* **REQUIRED ACTION**: All lines containing the string "prompts" must be copied from the entries.

* **DATA**:
************
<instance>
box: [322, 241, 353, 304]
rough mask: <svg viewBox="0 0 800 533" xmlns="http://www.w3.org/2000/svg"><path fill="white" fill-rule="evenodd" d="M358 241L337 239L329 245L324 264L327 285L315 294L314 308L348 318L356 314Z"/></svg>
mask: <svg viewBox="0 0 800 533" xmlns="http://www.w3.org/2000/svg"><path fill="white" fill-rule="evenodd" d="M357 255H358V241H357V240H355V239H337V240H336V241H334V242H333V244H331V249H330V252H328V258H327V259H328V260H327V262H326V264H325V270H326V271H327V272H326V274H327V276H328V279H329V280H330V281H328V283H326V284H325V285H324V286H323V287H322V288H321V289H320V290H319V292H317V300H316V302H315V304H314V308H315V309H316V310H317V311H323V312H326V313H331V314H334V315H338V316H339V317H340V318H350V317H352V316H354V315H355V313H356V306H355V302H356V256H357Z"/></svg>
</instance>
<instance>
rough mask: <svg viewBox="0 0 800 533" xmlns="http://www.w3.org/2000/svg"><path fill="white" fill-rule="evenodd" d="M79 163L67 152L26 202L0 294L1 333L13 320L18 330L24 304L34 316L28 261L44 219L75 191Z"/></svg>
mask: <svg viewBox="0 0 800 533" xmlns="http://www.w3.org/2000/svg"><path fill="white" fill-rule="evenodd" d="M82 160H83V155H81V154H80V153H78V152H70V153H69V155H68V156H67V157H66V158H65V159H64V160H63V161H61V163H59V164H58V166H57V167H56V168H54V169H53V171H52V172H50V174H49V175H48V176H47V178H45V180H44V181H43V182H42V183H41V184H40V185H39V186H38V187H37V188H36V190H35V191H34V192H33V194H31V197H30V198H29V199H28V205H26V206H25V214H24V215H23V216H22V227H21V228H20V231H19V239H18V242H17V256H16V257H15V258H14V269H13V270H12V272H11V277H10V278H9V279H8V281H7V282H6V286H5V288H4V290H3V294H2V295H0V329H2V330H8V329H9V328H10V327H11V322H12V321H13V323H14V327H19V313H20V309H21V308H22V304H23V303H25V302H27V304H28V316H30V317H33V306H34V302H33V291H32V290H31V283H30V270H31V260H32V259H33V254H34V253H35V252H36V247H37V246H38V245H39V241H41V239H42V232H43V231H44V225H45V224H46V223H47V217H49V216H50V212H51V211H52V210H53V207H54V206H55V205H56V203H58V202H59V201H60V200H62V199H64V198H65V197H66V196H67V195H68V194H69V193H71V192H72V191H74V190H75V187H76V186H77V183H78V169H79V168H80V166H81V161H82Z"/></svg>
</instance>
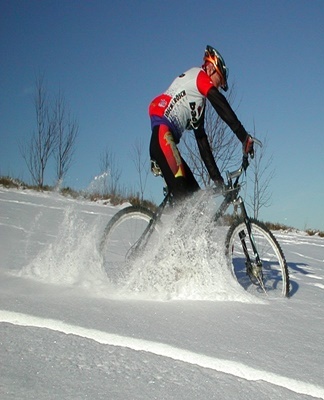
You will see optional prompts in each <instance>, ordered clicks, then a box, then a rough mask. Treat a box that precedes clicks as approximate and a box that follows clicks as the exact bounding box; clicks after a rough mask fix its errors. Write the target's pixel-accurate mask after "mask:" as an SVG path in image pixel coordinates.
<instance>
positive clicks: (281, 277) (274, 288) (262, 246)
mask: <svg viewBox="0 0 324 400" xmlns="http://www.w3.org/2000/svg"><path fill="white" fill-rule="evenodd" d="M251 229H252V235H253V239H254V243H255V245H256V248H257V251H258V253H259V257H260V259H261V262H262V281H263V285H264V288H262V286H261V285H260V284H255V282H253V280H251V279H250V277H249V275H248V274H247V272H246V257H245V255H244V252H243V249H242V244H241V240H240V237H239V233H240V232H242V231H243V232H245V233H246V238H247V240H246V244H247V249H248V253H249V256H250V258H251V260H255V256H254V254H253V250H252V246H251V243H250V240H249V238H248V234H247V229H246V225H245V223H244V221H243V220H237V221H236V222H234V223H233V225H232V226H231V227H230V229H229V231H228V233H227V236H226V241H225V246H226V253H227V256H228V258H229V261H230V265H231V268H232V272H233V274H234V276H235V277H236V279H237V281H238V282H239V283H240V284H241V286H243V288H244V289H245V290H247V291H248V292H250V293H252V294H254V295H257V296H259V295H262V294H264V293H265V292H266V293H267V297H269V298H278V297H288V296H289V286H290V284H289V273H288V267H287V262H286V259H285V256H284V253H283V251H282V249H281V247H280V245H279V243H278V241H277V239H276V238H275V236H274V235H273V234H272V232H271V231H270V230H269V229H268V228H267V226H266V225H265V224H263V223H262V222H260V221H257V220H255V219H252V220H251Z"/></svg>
************
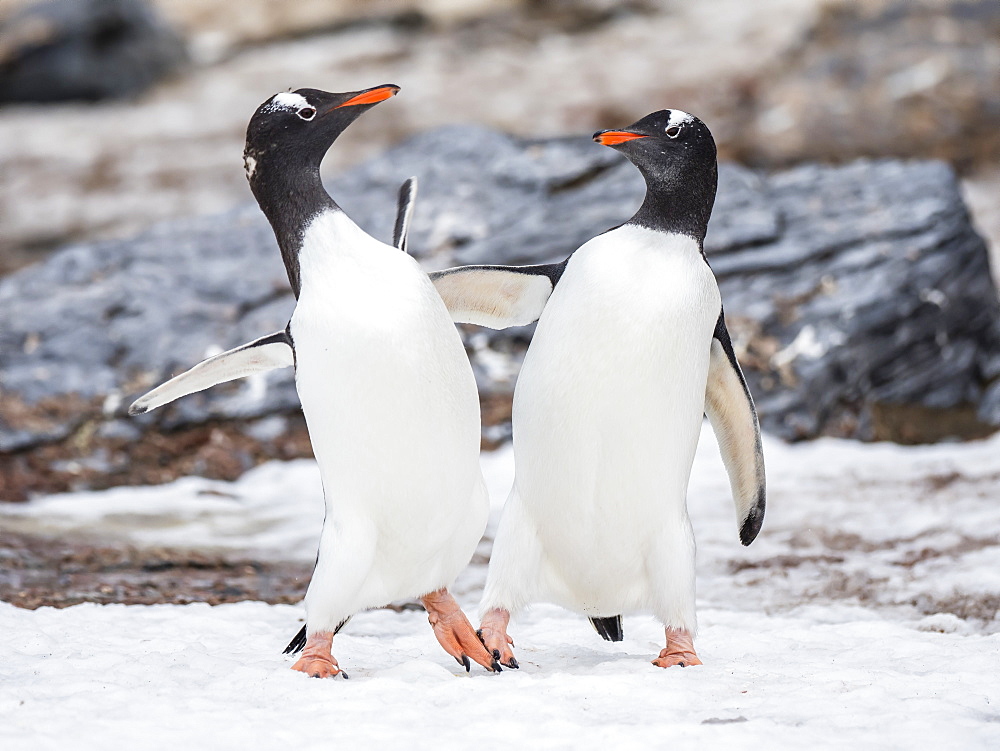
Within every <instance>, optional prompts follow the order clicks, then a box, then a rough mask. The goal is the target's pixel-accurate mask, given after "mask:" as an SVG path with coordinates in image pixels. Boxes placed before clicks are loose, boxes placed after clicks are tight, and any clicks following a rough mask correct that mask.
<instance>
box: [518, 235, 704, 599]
************
* **OUTPUT OF THE EXERCISE**:
You will see optional prompts in each <instance>, ordered clicks, then a box, then a rough mask. Treat a box that precedes clicks as approximate and a box that follows clicks as the exact bounding box; clicks after a rough mask fix its errors. Write the target's pixel-accurate mask after "mask:" as an SVG path in image pixel coordinates.
Within every <instance>, optional prompts follow the order clicks, then a box, then a rough mask. The goal is the target's pixel-accurate mask, given after "mask:" as an SVG path with coordinates in image pixels. Boxes placed before clicks are loose, boxes placed after clicks are tight, and any clicks following a rough mask correct that mask.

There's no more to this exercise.